Directive: Show each line from the entries below that contains the word "bridge".

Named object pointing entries

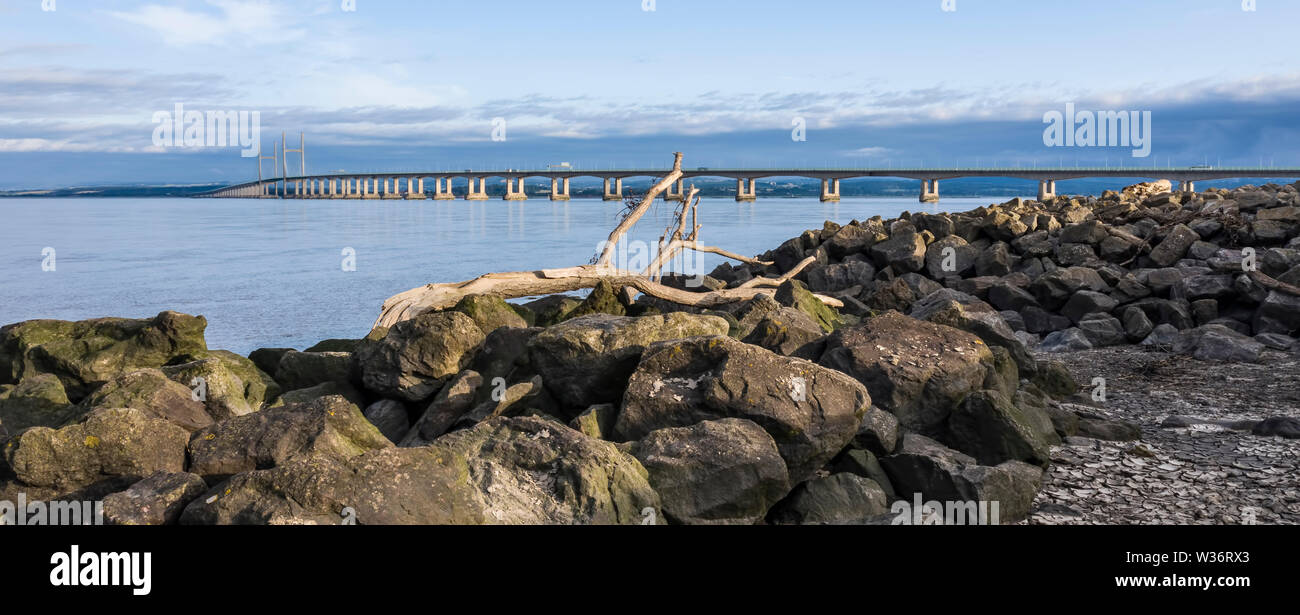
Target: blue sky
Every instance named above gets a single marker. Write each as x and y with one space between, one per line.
415 85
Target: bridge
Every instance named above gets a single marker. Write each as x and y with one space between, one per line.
412 185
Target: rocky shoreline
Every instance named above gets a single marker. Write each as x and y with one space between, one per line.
1125 359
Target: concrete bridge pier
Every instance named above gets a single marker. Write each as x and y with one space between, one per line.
479 193
676 191
830 190
1047 190
618 189
744 195
415 189
930 190
438 193
515 189
559 189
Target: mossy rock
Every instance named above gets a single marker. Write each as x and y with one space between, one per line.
794 294
490 312
603 299
38 401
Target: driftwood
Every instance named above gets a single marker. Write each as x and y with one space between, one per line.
676 238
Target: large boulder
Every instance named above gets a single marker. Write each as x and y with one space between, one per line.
38 401
86 354
724 471
152 393
107 451
992 429
839 498
506 471
157 499
489 312
325 427
586 360
914 369
810 412
417 356
228 384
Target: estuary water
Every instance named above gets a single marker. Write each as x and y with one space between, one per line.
289 273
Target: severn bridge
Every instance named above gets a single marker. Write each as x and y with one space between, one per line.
412 185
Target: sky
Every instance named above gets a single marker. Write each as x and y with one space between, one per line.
388 85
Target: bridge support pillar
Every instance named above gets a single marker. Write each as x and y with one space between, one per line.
480 191
559 189
830 190
746 195
438 193
618 189
415 189
930 190
676 191
515 189
1047 190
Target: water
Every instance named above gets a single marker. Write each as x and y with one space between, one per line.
268 273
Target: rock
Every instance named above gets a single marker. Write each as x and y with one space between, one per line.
865 464
390 418
992 429
588 360
789 332
714 472
155 501
1174 246
602 299
551 310
306 369
334 346
1106 429
1286 427
1218 343
1136 324
417 356
913 369
794 294
38 401
960 259
86 354
1279 312
507 471
835 499
810 411
878 433
489 312
230 385
1091 232
108 450
450 405
597 421
268 359
1086 302
1103 329
1065 341
904 252
961 311
326 427
324 389
152 393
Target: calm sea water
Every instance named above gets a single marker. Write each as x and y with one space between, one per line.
271 272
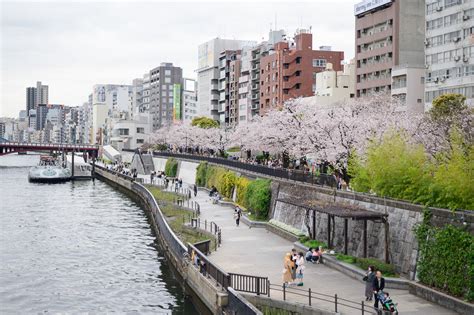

Correct output:
Target: bridge
Target: concrete bridge pier
Target: severn bridge
Target: bridge support pillar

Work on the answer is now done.